--- CHALLENGE ---
Set each entry down verbatim, omitting images.

--- TASK MATERIAL ---

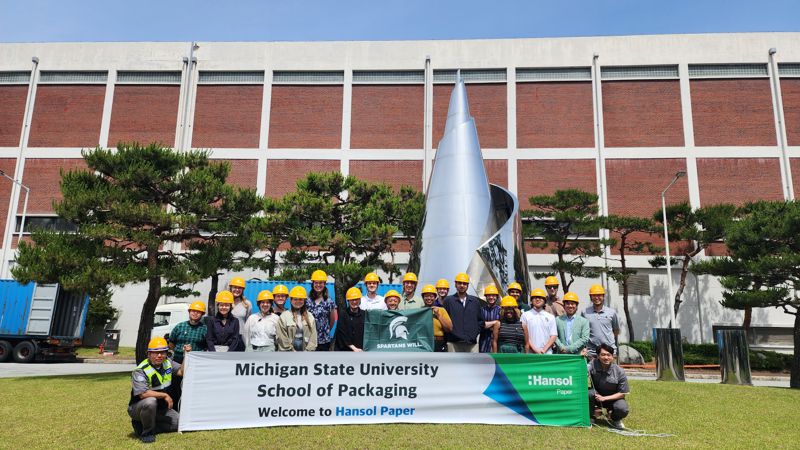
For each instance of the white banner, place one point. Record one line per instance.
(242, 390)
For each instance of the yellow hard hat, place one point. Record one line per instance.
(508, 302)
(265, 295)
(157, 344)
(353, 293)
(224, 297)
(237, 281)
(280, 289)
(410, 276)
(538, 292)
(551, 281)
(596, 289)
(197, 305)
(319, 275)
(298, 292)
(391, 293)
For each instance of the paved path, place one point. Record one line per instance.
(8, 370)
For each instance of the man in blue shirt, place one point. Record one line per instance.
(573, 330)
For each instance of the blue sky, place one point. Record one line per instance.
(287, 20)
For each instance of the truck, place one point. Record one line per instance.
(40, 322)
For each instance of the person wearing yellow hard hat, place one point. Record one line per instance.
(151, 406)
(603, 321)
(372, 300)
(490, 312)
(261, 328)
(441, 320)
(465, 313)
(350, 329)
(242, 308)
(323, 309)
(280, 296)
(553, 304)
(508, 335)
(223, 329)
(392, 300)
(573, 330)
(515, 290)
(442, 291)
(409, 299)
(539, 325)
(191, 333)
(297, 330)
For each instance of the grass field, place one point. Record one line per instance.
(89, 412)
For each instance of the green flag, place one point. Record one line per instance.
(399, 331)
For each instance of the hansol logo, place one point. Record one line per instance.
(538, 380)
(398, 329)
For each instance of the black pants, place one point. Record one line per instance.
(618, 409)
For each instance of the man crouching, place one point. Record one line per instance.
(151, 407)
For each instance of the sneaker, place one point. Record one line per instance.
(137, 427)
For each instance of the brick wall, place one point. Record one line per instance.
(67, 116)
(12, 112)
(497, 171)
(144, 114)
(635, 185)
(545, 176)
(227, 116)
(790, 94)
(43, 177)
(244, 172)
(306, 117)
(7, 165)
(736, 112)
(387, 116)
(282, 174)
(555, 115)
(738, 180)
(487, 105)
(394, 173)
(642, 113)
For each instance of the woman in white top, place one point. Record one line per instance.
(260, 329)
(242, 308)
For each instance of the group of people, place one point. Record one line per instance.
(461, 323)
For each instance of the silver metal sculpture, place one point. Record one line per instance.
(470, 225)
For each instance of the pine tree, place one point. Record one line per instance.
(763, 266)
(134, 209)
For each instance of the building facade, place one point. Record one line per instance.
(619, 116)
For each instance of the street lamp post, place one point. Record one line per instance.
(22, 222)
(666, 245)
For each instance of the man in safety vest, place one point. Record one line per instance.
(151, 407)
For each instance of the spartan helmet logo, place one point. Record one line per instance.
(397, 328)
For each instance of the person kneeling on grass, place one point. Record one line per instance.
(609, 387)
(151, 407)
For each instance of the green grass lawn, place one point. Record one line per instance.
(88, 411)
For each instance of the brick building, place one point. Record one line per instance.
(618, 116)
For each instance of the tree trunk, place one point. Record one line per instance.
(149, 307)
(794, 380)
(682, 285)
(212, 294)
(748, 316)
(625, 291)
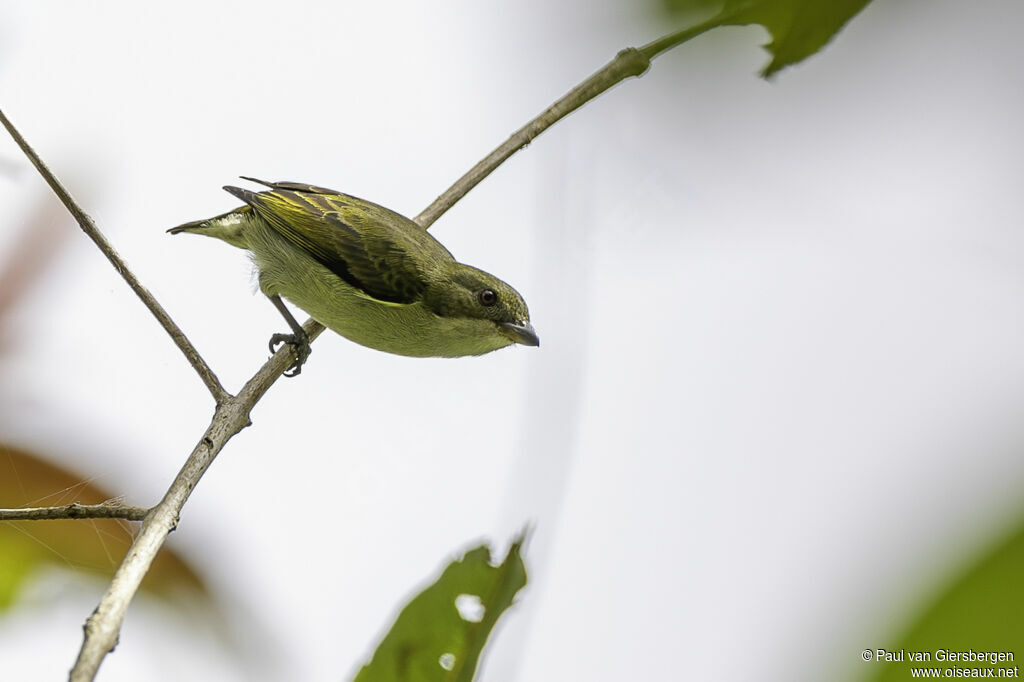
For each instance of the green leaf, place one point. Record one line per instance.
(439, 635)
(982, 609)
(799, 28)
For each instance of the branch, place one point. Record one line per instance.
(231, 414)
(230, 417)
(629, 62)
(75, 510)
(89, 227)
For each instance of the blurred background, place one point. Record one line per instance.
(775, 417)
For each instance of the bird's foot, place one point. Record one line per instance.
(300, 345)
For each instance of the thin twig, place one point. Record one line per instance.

--- SOLUTION FOR THIS PROBLEM ---
For each instance of the white banner, place one point. Record one line per instance.
(242, 390)
For each instance of the yellow hard hat, place one point. Record one line per instance.
(508, 302)
(265, 295)
(157, 344)
(353, 293)
(224, 297)
(237, 281)
(280, 289)
(410, 276)
(538, 292)
(551, 281)
(596, 289)
(197, 305)
(319, 275)
(298, 292)
(391, 293)
For each instance of the paved path, place one point. Record one line per instance.
(8, 370)
For each instance of the man in blue shirt, place one point. Record one line per instance.
(573, 330)
For each instance of the blue sky, place one point. Record one line per instance.
(287, 20)
For each instance of the truck, place one point. Record one line per instance.
(40, 322)
For each instance of the person wearing yellow hard hat, place one point. Record one line per instance.
(151, 406)
(603, 321)
(372, 300)
(490, 312)
(261, 328)
(441, 320)
(465, 313)
(350, 329)
(242, 308)
(323, 309)
(280, 296)
(553, 304)
(508, 335)
(223, 329)
(392, 300)
(573, 330)
(515, 290)
(442, 291)
(409, 299)
(539, 325)
(191, 333)
(297, 330)
For each instance of the grass field, place one point. Record one line per instance.
(89, 412)
For each instance of the green flag, place one point. Record one line per instance.
(399, 331)
For each instance of the hansol logo, place one point. Record one line per instance.
(538, 380)
(398, 329)
For each instance of the black pants, place one point. Record one line per instance.
(618, 409)
For each instance of the man crouching, place one point. Record one line per instance.
(151, 407)
For each instance of the sneaker, place one point. Record one line per instance.
(137, 427)
For each instance of the brick wall, place one point. Record one line per instance.
(67, 116)
(12, 112)
(497, 171)
(144, 114)
(635, 185)
(545, 176)
(227, 116)
(790, 94)
(43, 177)
(244, 172)
(306, 117)
(7, 165)
(736, 112)
(387, 116)
(282, 174)
(555, 115)
(738, 180)
(487, 105)
(394, 173)
(642, 113)
For each instance of the woman in white top, place one point. Record one line per instance.
(260, 329)
(242, 308)
For each instance of the group of people, place one point. Record one line per instance.
(461, 323)
For each instance of the silver metal sculpture, place one point. Record one line per instance.
(470, 225)
For each instance of the pine tree, place one point. Record one line per instance.
(763, 266)
(134, 209)
For each instance of the building facade, place one point. Record one line per instance.
(619, 116)
For each instance of the street lamp post, place one point. Record one line per instance.
(22, 222)
(666, 245)
For each instance of the man in safety vest, place one point. Record one line per instance.
(151, 407)
For each instance of the spartan helmet logo, place one point. Record one line per instance.
(397, 328)
For each instance of the person kneeling on grass, place one point. Record one line per instance.
(609, 387)
(151, 407)
For each instance of the green grass lawn, place one point. Record one line per instance.
(88, 411)
For each instance of the brick building, place one point. Record one line per instance.
(618, 116)
For each instance of the tree trunk, place one point. Record one line per instance.
(149, 307)
(794, 380)
(682, 285)
(212, 294)
(748, 316)
(625, 291)
For each instance of the green leaf, place one point. Record one line per instance.
(439, 635)
(982, 609)
(799, 28)
For each instance of the branch, place one point. Record one line per instance.
(231, 414)
(230, 417)
(629, 62)
(75, 510)
(89, 227)
For each instance of the blurred background, place one point. Record one line per instance.
(775, 417)
For each instance of the bird's foot, place one point. Record one line per instance.
(300, 345)
For each instance of the thin twig, place one point. Record one line per instance.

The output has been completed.